▶ What you need to do
[1] Translate this sentence from the passage on the Senate fight over a Supreme Court nominee into Spanish: "Reid and other top Democrats are fuming at this decision, describing it as a failure to fulfill a constitutional responsibility, but said any reprisals would come from voters, not Democrats in the Senate."
[2] Extend the passage on the Senate fight over a Supreme Court nominee, picking up right after its final sentence.

╭─ Exercise passage

“I’m not going to turn into the obstruct caucus,” Reid said. “We will do our work, we have a lot of work to do. We are going to proceed.”
Much to the chagrin of the White House and Senate Democrats, Senate Republicans this week rallied around McConnell’s plan to ignore any nominee to replace Justice Antonin Scalia, who died earlier this month, by promising to not hold hearings or a vote on the president’s pick.
Reid and other top Democrats are fuming at this decision, describing it as a failure to fulfill a constitutional responsibility, but said any reprisals would come from voters, not Democrats in the Senate.
“Pressure is not going to come by holding up the legislative agenda,” said Senate Democratic Conference Committee Chairman Charles E. Schumer (D-N.Y.). “We are going to let these bills go forward.”

╰─
╭─ Records

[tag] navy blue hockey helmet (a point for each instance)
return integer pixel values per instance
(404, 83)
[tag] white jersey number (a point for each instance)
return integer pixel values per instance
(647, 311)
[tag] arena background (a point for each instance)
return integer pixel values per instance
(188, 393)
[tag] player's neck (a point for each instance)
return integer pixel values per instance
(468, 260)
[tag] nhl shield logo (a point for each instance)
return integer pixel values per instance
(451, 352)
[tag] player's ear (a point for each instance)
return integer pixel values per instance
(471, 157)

╰─

▶ Written answers
[1] Reid y otros altos dirigentes demócratas están furiosos por esta decisión, a la que describen como un incumplimiento de una responsabilidad constitucional, pero dijeron que cualquier represalia vendría de los votantes, no de los demócratas del Senado.

[2]
The decision not to block appropriations bills is a major shift from last year when Democrats refused to allow votes on any spending legislation until Republicans agreed to across the board spending increases. In blocking the legislation, Schumer and Reid helped create a scenario where Republican leaders agreed to spending increases over two years in order to avoid taking responsibility for a repeat of the 2013 government shutdown.
With that deal in hand, Democrats say they plan to cooperate with plans to have an orderly appropriations process this year in a bid to take the high road ahead of the fall elections when they hope to recapture the Senate.
“We’re not obstructionists like they are,” Schumer said.
McConnell (R-Ky.) has repeatedly said that moving spending bills through Congress is a major part of his 2016 agenda. He and House Speaker Paul D. Ryan (R-Wisc.) have both vowed move this legislation through regular order, meaning each bill would be considered individually in both chambers.
McConnell has frequently pointed out that no Congress has finished the appropriations process on time since 1994 and doing so this year would prove the effectiveness of a Republican controlled Senate.
Democrats could, of course, decide to change course and make it difficult for McConnell to move spending bills and any individual senator could try to slow the process.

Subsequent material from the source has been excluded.